Extract:

WORKPLACE LAW – Medical Marijuana In The Workplace

Question: An employee at our company who has a medical marijuana prescription recently tested positive for marijuana. Is my company allowed to discharge the employee for this reason?

Answer: It depends on where your company is located. Although a majority of states have legalized medical and recreational marijuana use, it remains illegal under federal law as a Schedule I drug. With this conflict in mind, it is important for employers to understand how state marijuana legalization impacts their obligation to accommodate disabled employees who use marijuana medicinally, and their right to enforce drug-free workplace policies.

If an employee is having difficulty performing one or more essential functions of the employee’s job due to a disability, both California law and federal law require employers to engage in interactive discussions with the employee to determine if reasonable accommodations can be provided so the employee can perform the essential functions of the job. Although the Americans with Disabilities Act states that a qualified individual with a disability “shall not include any employee or applicant who is currently engaging in the illegal use of drugs,” courts and lawmakers across the country are now being asked to decide whether medical marijuana use should be accommodated under state law.

Some states have enacted laws that prohibit discrimination against off-duty cannabis use or require employers to accommodate its use for medical reasons. Just last year, there was a bill introduced in California to provide such protections for employees, but the bill did not pass. Some state courts have also ruled that employers must reasonably accommodate medical marijuana use in the same manner that employers are required to accommodate the use of other prescription drugs. Other states, including California, have ruled that employers may lawfully enforce policies that refuse to employ applicants or employees who test positive for marijuana—even if the employee was using the marijuana for medical purposes.

Listed entries:

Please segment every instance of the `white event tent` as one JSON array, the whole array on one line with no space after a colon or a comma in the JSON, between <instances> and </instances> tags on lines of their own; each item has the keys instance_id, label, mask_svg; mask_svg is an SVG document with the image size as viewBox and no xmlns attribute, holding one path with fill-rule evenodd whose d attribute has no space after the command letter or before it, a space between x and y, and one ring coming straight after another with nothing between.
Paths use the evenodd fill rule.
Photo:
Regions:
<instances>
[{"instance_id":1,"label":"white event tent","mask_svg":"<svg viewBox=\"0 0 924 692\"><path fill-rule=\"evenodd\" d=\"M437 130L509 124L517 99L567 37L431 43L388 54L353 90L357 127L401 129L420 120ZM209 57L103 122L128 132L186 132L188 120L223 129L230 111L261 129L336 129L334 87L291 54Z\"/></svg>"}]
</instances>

Problem A:
Answer these questions from the workplace law column on medical marijuana above, one answer per line:
(i) How is marijuana classified under federal law?
(ii) According to the Americans with Disabilities Act, whom does a qualified individual with a disability not include?
(iii) What happened to the bill introduced in California last year?
Problem B: Write the next part of the workplace law column on medical marijuana, picking up after its final sentence.

Exercise output A:
(i) It is a Schedule I drug.
(ii) Any employee or applicant who is currently engaging in the illegal use of drugs.
(iii) It did not pass.

Exercise output B:
In California, employers should be mindful of the apparent growing support for medical marijuana protections in the workplace. Employers that maintain drug-free workplace policies must also ensure that they comply with state law regarding drug testing of prospective and current employees. Generally, the right to drug test under the California Constitution is evaluated by balancing the employee’s reasonable expectation of privacy against the employer’s legitimate interests in imposing the test. In California, employers may conduct drug testing only in limited circumstances:


• Pre-Employment Testing: allowed as a condition of employment after a job offer is tendered but before the employee begins working;
• Reasonable Suspicion Testing: permitted when there is a reasonable belief, based on specific objective facts and rational inferences drawn from those facts, indicating that an employee is impaired by drug or alcohol use;
• Post-Accident Testing: allowed only if an employer has an objectively reasonable basis to believe that employee drug use is likely to have contributed to the accident and the drug test can accurately identify impairment caused by drug use;
• Routine or Random Drug Testing: allowed only for certain job classifications; and
• Restrictions Imposed by Local Drug Testing Ordinances: some cities like San Francisco have enacted local ordinances relating to employee drug testing.

Employers whose policies prohibit marijuana use should review their existing drug testing and drug-free workplace policies to ensure compliance with emerging state law. Because the legal landscape in this area changes frequently, it is important to make sure these policies are updated on a regular basis.